#### [ABOUT THIS EXERCISE]
In the entries below, find the line containing "Where can you see the metal" and the line containing "Where can you see the red banner?". Copy those two lines and everything between them exactly, and only that.

#### [PROVIDED DATA]
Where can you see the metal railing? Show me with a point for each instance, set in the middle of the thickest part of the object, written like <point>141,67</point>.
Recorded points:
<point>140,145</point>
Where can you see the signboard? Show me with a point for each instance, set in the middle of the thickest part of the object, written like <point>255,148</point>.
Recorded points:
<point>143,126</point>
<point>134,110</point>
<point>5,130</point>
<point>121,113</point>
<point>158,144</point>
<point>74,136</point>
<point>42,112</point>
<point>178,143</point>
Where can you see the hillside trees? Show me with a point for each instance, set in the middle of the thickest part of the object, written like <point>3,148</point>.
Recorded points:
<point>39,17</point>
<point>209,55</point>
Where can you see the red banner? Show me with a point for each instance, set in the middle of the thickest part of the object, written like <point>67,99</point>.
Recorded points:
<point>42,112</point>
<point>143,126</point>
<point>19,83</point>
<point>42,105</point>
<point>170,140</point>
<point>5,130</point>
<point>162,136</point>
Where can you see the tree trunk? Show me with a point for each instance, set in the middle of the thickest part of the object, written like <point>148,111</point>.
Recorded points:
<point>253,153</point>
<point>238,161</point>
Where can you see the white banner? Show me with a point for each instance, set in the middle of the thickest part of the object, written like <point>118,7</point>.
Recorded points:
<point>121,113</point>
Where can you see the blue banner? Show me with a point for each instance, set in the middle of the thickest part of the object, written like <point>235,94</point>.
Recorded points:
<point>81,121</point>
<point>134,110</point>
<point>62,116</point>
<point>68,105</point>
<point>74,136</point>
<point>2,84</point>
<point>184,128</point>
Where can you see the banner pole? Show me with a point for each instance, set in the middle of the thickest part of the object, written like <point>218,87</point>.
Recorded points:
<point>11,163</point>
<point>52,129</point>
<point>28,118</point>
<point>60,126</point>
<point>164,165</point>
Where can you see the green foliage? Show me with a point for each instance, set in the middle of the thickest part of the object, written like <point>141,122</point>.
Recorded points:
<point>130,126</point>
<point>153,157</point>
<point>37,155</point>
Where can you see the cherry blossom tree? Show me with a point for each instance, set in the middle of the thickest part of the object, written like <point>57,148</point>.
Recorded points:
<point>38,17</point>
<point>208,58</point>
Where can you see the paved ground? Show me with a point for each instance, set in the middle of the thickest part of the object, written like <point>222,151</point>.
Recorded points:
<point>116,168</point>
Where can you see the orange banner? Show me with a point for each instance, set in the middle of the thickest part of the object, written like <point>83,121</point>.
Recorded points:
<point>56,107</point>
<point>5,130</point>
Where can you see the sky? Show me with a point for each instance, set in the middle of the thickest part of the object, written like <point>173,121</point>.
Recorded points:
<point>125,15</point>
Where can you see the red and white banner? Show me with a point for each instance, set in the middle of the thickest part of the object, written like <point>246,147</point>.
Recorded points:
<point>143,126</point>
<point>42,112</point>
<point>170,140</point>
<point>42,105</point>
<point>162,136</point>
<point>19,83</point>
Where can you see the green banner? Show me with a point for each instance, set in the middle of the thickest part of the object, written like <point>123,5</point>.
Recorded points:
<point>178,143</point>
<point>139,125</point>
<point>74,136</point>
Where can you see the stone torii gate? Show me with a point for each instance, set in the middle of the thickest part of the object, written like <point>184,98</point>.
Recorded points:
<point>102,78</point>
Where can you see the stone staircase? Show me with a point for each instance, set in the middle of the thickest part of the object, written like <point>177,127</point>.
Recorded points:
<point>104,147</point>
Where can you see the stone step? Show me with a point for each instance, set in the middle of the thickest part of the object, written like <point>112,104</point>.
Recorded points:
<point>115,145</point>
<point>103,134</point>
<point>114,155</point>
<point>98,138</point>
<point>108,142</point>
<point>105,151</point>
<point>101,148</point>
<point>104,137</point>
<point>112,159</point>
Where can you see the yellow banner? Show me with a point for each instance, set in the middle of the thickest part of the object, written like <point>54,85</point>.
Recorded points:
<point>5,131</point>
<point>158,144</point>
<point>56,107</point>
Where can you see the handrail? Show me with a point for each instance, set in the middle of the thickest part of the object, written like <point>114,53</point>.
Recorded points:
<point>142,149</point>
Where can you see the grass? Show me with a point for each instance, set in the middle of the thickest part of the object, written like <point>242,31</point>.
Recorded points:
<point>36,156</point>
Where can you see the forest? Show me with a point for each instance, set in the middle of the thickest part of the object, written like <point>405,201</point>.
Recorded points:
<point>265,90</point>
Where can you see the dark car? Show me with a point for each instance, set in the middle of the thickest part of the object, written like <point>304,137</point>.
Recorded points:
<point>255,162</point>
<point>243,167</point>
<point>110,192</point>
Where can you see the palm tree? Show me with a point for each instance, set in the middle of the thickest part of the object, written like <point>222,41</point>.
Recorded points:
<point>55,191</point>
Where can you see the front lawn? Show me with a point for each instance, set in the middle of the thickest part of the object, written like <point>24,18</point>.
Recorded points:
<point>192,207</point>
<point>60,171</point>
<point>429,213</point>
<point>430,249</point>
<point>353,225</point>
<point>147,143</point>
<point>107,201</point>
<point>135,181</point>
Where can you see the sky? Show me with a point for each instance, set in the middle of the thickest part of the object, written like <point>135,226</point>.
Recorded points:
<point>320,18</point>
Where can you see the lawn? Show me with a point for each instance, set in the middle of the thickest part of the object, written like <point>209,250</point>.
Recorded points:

...

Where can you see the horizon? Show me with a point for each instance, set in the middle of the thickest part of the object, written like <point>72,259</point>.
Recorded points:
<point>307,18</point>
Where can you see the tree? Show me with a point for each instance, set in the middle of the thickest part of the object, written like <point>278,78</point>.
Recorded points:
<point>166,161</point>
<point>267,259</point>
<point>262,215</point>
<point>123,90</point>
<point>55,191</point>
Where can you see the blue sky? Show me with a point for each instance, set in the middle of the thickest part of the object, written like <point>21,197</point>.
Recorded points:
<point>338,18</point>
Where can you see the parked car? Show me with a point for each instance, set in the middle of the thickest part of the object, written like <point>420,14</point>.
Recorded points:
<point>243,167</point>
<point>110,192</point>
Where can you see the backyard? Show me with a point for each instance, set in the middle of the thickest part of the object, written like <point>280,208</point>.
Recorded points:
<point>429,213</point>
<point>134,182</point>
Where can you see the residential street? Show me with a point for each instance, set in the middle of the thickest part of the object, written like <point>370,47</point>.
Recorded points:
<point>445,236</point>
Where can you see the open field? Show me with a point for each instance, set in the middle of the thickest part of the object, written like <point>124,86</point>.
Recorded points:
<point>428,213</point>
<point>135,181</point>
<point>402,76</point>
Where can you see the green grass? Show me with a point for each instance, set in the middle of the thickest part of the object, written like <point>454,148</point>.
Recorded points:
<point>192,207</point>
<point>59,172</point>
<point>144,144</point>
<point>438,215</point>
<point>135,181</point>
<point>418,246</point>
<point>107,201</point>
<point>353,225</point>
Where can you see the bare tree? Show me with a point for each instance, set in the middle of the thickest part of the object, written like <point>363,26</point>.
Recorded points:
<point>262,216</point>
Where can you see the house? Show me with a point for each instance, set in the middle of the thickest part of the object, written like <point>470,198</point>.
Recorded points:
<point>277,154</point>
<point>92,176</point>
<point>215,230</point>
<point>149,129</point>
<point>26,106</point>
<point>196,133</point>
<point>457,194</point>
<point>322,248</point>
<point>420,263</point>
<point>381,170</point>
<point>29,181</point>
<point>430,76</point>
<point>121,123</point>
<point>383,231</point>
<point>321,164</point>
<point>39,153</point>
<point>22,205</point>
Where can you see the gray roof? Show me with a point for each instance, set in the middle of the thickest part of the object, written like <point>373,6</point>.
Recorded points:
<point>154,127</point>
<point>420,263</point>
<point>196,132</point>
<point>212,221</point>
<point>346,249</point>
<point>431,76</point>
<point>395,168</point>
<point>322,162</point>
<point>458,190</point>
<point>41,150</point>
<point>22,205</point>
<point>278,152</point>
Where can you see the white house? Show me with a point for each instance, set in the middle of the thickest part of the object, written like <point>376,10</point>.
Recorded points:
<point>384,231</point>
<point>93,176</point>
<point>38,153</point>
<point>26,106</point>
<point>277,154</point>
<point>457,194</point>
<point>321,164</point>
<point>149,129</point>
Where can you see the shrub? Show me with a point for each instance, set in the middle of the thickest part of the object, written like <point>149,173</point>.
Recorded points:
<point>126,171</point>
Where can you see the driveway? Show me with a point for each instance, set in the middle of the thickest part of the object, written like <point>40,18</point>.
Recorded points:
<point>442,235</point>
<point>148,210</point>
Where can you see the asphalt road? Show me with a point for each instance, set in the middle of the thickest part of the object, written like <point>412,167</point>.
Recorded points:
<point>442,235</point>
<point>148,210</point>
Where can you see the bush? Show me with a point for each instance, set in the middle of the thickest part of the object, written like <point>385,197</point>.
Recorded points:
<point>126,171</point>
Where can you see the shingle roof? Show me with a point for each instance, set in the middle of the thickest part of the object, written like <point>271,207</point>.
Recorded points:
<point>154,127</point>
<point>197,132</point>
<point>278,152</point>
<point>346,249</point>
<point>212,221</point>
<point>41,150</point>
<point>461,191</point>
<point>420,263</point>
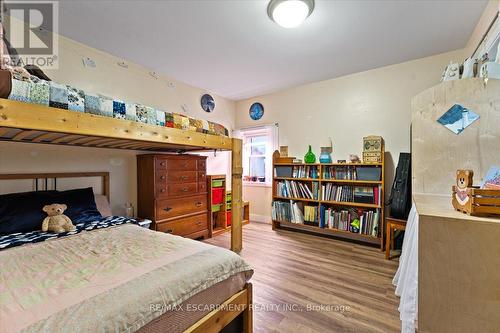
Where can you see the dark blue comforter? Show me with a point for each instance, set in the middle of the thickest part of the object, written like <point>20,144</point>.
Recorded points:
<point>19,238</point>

...

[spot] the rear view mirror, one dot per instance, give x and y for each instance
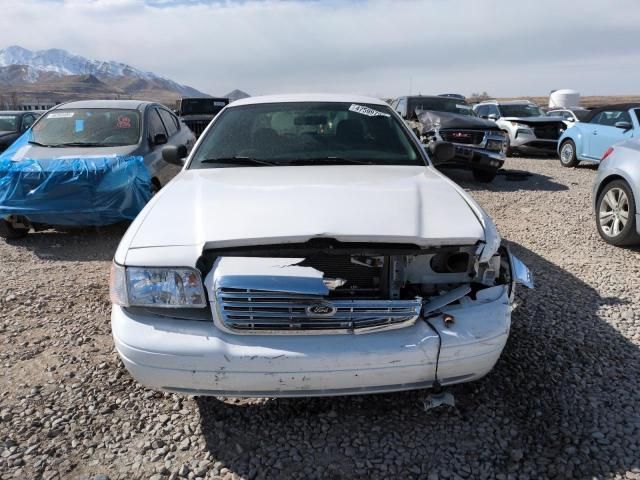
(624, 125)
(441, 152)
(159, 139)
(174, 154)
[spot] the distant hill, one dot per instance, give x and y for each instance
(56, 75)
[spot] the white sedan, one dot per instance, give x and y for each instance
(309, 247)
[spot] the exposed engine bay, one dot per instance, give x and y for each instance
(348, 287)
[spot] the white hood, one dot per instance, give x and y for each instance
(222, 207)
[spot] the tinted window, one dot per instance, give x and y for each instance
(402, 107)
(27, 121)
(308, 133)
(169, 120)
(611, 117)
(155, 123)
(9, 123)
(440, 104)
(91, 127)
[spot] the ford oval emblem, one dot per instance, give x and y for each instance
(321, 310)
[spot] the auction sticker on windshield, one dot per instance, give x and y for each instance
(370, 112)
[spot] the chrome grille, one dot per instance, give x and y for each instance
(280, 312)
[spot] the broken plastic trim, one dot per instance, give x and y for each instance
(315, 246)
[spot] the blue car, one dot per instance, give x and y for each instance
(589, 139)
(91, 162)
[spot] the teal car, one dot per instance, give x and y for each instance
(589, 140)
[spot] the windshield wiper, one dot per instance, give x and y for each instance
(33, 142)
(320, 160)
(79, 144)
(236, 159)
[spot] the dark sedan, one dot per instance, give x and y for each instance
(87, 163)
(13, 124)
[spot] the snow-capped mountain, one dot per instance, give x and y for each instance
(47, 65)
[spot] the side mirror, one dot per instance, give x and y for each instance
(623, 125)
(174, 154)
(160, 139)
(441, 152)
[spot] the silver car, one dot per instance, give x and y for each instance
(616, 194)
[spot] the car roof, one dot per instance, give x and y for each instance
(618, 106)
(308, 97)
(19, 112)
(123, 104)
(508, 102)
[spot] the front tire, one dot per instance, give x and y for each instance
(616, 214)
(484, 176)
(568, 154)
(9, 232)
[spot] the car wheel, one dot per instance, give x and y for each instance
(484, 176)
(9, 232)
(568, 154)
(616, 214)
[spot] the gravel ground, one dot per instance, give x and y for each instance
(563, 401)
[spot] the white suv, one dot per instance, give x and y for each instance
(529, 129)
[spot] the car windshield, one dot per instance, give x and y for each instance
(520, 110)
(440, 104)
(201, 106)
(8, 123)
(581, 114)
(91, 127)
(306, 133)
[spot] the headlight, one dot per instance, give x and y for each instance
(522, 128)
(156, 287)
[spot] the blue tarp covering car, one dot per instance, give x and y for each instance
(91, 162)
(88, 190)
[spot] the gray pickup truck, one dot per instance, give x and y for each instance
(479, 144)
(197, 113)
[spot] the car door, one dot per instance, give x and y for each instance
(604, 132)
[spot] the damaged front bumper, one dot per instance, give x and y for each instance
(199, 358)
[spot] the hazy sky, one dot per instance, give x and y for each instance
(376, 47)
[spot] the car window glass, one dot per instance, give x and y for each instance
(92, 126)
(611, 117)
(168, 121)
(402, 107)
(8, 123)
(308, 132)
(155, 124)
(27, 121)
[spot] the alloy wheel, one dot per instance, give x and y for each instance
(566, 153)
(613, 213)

#### [THE ANSWER]
Where can you see the metal railing? Show me with a point for each instance, set in the middle of the thickest part of the object, written like <point>141,67</point>.
Recorded points:
<point>140,145</point>
Where can you see the signboard? Show me with a point for each instance, set in the middle of the thickest part of the object, written like <point>255,148</point>.
Recorded points:
<point>143,126</point>
<point>134,110</point>
<point>5,130</point>
<point>121,113</point>
<point>158,144</point>
<point>74,136</point>
<point>42,112</point>
<point>178,143</point>
Where can you see the hillside trees? Show me with a point for each instance, set in the middle of the thickest part of the object, written like <point>3,148</point>.
Recorded points:
<point>39,17</point>
<point>209,55</point>
Where can you see the red banner? Show me with a point for each instance, set in the middle of the thickest part of the object, written like <point>67,99</point>.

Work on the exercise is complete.